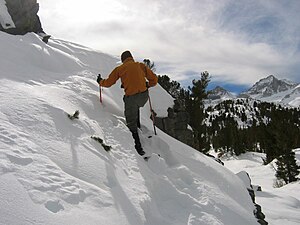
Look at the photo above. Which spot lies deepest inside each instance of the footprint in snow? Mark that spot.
(23, 161)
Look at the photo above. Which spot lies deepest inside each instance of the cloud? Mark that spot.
(235, 41)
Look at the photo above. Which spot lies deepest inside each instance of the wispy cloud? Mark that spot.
(235, 41)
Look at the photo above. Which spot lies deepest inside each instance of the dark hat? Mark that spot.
(125, 55)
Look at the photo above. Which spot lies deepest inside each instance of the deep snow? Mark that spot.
(280, 205)
(52, 172)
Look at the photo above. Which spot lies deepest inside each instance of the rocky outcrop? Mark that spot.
(24, 16)
(176, 125)
(244, 176)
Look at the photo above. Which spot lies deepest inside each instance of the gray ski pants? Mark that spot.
(132, 109)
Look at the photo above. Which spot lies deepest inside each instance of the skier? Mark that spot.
(133, 77)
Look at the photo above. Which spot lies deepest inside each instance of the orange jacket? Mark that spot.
(133, 76)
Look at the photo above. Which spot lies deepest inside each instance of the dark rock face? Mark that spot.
(244, 176)
(24, 15)
(176, 125)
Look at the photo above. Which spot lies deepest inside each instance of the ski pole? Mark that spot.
(152, 115)
(100, 94)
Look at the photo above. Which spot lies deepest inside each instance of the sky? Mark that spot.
(237, 42)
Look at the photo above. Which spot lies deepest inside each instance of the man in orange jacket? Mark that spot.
(133, 77)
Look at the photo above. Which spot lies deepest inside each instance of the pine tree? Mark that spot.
(195, 107)
(287, 168)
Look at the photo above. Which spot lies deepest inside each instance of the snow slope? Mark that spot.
(280, 205)
(5, 18)
(52, 172)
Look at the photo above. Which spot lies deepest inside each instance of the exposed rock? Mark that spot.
(176, 125)
(244, 176)
(24, 16)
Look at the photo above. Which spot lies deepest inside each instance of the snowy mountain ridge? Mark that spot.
(269, 89)
(53, 172)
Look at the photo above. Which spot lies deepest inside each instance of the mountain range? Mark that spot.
(269, 89)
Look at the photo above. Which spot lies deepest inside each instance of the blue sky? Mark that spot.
(237, 42)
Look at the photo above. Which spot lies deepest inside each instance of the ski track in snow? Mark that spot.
(63, 176)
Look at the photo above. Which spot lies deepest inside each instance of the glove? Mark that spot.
(99, 78)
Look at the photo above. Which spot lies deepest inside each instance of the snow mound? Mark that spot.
(53, 172)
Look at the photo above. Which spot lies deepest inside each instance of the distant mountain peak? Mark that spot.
(220, 93)
(267, 87)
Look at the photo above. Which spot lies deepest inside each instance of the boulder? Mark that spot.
(24, 16)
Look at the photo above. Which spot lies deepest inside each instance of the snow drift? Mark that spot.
(52, 172)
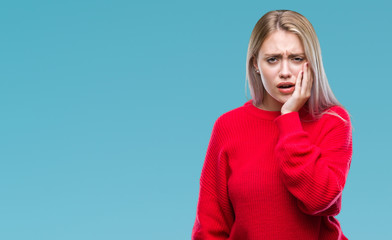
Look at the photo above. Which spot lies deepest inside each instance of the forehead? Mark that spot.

□ □ □ □ □

Without any pictures, reproduce exactly the lines from the line that contains "pole? Mark that spot." to the end of the entries above, both ends included.

**Completed exercise**
Look at the photo above. Which spot lies deepest inside each instance of the ski pole? Mark that spot.
(152, 115)
(100, 94)
Look at the photo above. Which spot lies deepest inside each instance of the sky? Mark that spot.
(237, 42)
Look at the photo above. Which spot lies deepest inside each instance of the man in orange jacket? Mark that spot.
(133, 77)
Look at the photo above. Which spot lies deepest inside each instance of the pine tree? Mark that spot.
(195, 107)
(287, 168)
Look at the photo above. Which spot lies deepest inside each instance of the snow slope? Mark that spot.
(280, 205)
(5, 18)
(52, 172)
Look at the photo above. Which spot lies deepest inside each instance of the exposed rock? Mark that spot.
(176, 125)
(244, 176)
(24, 16)
Look at the photo above. Which spot lies deepest inside each instance of the snowy mountain ridge? Mark that spot.
(269, 89)
(53, 172)
Look at the photo above. Which spot lies deepest inside each instance of the mountain range? Mark that spot.
(269, 89)
Look at the photo above. Which spot lies deepest inside each instance of the blue sky? Mark that spot.
(237, 42)
Look at the photo above. Which spot lies deepest inside each instance of the ski track in snow? Mark that spot.
(63, 176)
Look at the photo above. Which spot lies deepest inside each instance of the glove? Mark that spot.
(99, 78)
Look at the photo above. Which spot lies deepest inside each instance of the snow mound? Mark that spot.
(53, 172)
Look at the photo above. Which spot lies deepest inside each instance of the distant mountain peak? Mark that spot.
(220, 93)
(267, 87)
Look at the photo above. Which spot lies deepest inside each instance of the boulder? Mark that spot.
(24, 16)
Look at the photo above. Which spot lies deepest inside each instance of the snow drift? Mark that spot.
(52, 172)
Look at the photo above. Which spot lies deepest inside each instance of the forehead? Mark that spot.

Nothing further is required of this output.